Task directions:
Repeat the listing that follows, character for character, minus the pictures.

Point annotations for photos
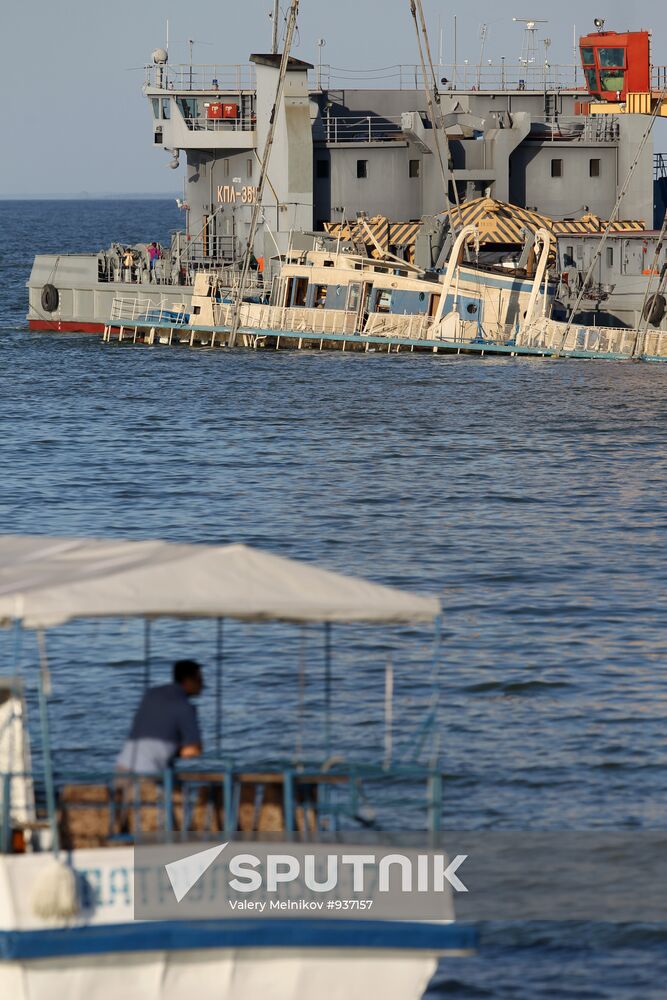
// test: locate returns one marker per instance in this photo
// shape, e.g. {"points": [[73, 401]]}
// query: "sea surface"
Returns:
{"points": [[530, 495]]}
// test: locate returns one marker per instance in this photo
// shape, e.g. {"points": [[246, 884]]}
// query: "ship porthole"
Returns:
{"points": [[50, 298]]}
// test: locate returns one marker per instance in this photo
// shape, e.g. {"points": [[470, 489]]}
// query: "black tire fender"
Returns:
{"points": [[50, 298]]}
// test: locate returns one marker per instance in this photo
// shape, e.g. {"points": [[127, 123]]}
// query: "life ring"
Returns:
{"points": [[50, 298], [654, 310]]}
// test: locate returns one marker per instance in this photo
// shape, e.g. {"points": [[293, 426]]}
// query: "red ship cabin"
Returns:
{"points": [[616, 64]]}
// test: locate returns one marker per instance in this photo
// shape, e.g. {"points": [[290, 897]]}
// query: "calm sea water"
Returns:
{"points": [[531, 495]]}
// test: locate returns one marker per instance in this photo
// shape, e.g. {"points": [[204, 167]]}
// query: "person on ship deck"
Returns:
{"points": [[165, 725]]}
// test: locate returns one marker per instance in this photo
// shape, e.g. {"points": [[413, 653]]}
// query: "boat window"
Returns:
{"points": [[611, 57], [353, 298], [612, 80], [188, 106], [591, 79]]}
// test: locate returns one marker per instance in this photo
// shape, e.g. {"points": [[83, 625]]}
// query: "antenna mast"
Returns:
{"points": [[529, 45]]}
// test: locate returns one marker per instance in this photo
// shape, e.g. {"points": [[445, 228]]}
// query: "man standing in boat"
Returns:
{"points": [[165, 725]]}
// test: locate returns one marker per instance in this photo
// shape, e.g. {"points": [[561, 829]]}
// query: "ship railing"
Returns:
{"points": [[204, 124], [212, 78], [573, 128], [467, 75], [367, 128], [288, 320], [143, 312]]}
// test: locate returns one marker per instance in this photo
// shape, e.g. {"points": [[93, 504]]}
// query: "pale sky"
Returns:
{"points": [[73, 117]]}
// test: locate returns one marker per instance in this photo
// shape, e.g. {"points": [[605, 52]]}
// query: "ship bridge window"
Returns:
{"points": [[612, 80], [188, 106], [383, 303], [591, 79]]}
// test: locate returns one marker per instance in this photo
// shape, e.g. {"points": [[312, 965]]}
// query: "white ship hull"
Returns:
{"points": [[103, 953]]}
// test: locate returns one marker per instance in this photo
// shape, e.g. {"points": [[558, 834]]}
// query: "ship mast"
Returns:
{"points": [[275, 17], [259, 197]]}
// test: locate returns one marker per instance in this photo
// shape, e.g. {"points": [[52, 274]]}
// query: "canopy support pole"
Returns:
{"points": [[327, 689], [147, 652], [44, 692], [218, 685]]}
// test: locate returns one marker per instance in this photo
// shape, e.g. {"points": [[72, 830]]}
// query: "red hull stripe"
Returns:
{"points": [[65, 326]]}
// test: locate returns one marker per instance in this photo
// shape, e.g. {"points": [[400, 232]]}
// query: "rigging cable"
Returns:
{"points": [[646, 311], [432, 98]]}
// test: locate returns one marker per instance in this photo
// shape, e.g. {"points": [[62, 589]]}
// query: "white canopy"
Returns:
{"points": [[47, 581]]}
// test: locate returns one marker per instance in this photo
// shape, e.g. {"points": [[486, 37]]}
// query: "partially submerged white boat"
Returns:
{"points": [[67, 926]]}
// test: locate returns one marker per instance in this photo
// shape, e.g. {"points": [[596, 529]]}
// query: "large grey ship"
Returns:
{"points": [[517, 134]]}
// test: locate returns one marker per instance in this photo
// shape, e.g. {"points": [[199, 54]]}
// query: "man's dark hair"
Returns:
{"points": [[185, 670]]}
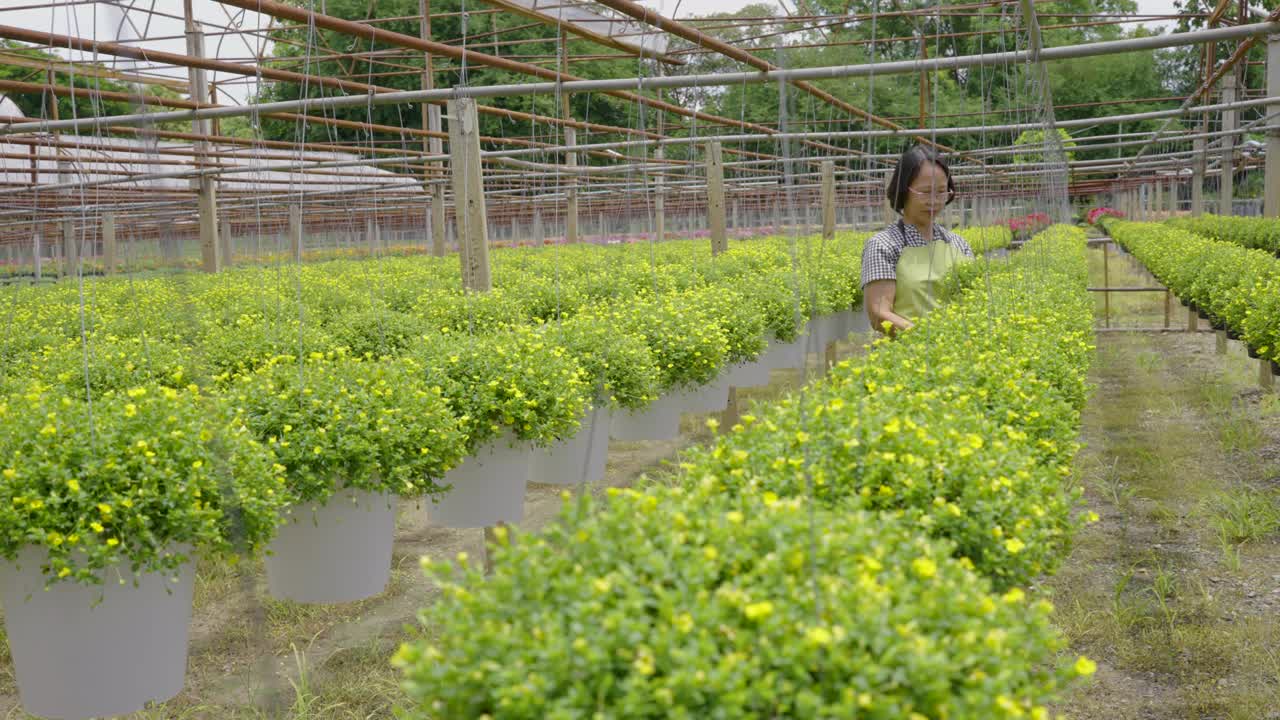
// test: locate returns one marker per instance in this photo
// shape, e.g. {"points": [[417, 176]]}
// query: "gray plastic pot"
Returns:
{"points": [[333, 551], [711, 397], [95, 651], [750, 374], [661, 420], [488, 487], [579, 459]]}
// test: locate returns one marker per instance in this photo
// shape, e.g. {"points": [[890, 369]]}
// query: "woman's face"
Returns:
{"points": [[926, 195]]}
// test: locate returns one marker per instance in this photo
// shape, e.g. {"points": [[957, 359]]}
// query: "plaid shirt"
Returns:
{"points": [[883, 249]]}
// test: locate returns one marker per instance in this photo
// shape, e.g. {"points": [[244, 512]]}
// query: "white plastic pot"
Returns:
{"points": [[661, 420], [336, 551], [579, 459], [488, 487], [95, 651]]}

Solution for this exercise:
// test: locate returns one marker per instance in this photo
// shape, e.g. {"points": [[73, 401]]}
// query: "sea surface"
Returns:
{"points": [[530, 495]]}
// test: locate returns one marker per instance in this photo
// shape, e.g. {"points": [[246, 884]]}
// query: "ship porthole"
Returns:
{"points": [[50, 298]]}
// test: locate returns one marker per instance in this photo
// shape, e.g. {"points": [[470, 489]]}
// query: "black tire fender"
Returns:
{"points": [[50, 298]]}
// test: locate returns one marker per instance in this photo
// shape, e.g. {"points": [[127, 123]]}
// query: "life ring"
Returns:
{"points": [[50, 298], [654, 310]]}
// test: locate returns one marker per instance in this photo
// shape, e.g. {"points": [[293, 426]]}
// query: "red ship cabin"
Returns:
{"points": [[616, 64]]}
// test: locate returns one marker per instance in this photo
// shape, e.g. {"points": [[290, 897]]}
// query: "calm sea water"
Returns:
{"points": [[531, 495]]}
// test: locate returns one marker per instance in this photo
// shape, e.g. {"points": [[204, 167]]}
// query: "person on ship deck"
Returns:
{"points": [[165, 725]]}
// test: locate returns one marker per instance in this photo
// shape, e.g. {"points": [[413, 653]]}
// query: "boat window"
Returns:
{"points": [[611, 57], [353, 298], [612, 80], [188, 106], [591, 79]]}
// test: locate returns one marker per instance in this photo
// shape, e.g. {"points": [[83, 625]]}
// query: "antenna mast"
Returns:
{"points": [[529, 45]]}
// test: locate returns one marker per instance in this photo
// shape, e.g. {"points": [[445, 228]]}
// query: "man standing in boat"
Returns:
{"points": [[165, 725]]}
// test: locate returns one marker per instance in this photo
// shape, e.g. {"points": [[561, 829]]}
// query: "ship railing"
Returns:
{"points": [[204, 124], [212, 78], [573, 128], [467, 75], [367, 128], [288, 320], [143, 312]]}
// test: locate returns one marker per instance in this photo
// shape, e.g. {"points": [[93, 504]]}
// query: "pale sky"
Returns:
{"points": [[73, 117]]}
// test: locate returns one marker per instance in this photo
// shape, e.g. {"points": [[605, 52]]}
// query: "ship bridge window"
Returns:
{"points": [[612, 80], [188, 106], [383, 303], [591, 79]]}
// test: locate returns one marker per instance in this photo
// shape, e.g. {"points": [[312, 965]]}
// query: "white ship hull"
Returns:
{"points": [[103, 953]]}
// test: locate returns one marker per instance in this photo
// shape, e.g. {"points": [[558, 834]]}
// query: "ship mast"
Returns:
{"points": [[275, 17], [259, 197]]}
// test: locate returns one marker per instance in this photo
// shape, e.g. {"points": [[52, 274]]}
// query: "canopy support pole"
Returns:
{"points": [[327, 689], [147, 652], [44, 692], [218, 685]]}
// test: locate returns one marker per instance in this photo
// shape, e.g. {"points": [[72, 830]]}
// query: "red hull stripe"
Returns:
{"points": [[65, 326]]}
// test: locate returns one marker per instance in this photo
// shape, e.g. {"points": [[400, 232]]}
// query: "rigging cable"
Returns:
{"points": [[646, 311], [432, 98]]}
// test: locate returns one marker per instance in this photo
// shape, e.g. {"points": [[62, 589]]}
// query: "white canopy"
Returns:
{"points": [[47, 581]]}
// test: locate returns one marker per instance in this photo
// shape, e.g. {"points": [[486, 37]]}
// query: "partially submerged white boat"
Returns:
{"points": [[67, 926]]}
// test: locate returns one marker per instance in this photo
// shape, e.g. {"points": [[596, 529]]}
// query: "large grey ship"
Returns:
{"points": [[517, 134]]}
// test: locate returns one marker per instance in this photo
// shape, e.g. {"points": [[199, 54]]}
// query: "man's dark hair"
Returns:
{"points": [[185, 670]]}
// test: locate returns one marker per instance in this photo
// shape, e.g. {"points": [[417, 176]]}
// query: "gray plastic pot"
Returns:
{"points": [[333, 551], [711, 397], [95, 651], [750, 374], [661, 420], [488, 487], [579, 459]]}
// test: locate returns one marker per instance in this photo
// shape, e.g. {"points": [[890, 369]]}
// query: "woman's face"
Returns:
{"points": [[926, 195]]}
// test: locate returns one marker per instance in this photo
// shape, e.g. {"points": [[957, 359]]}
// query: "plaid shirt"
Returns:
{"points": [[883, 249]]}
// test: locate returns one marker per instance in this photo
// shape, e.g. {"points": [[244, 512]]}
// query: "white plastic pot"
Returns:
{"points": [[661, 420], [336, 551], [579, 459], [488, 487], [95, 651]]}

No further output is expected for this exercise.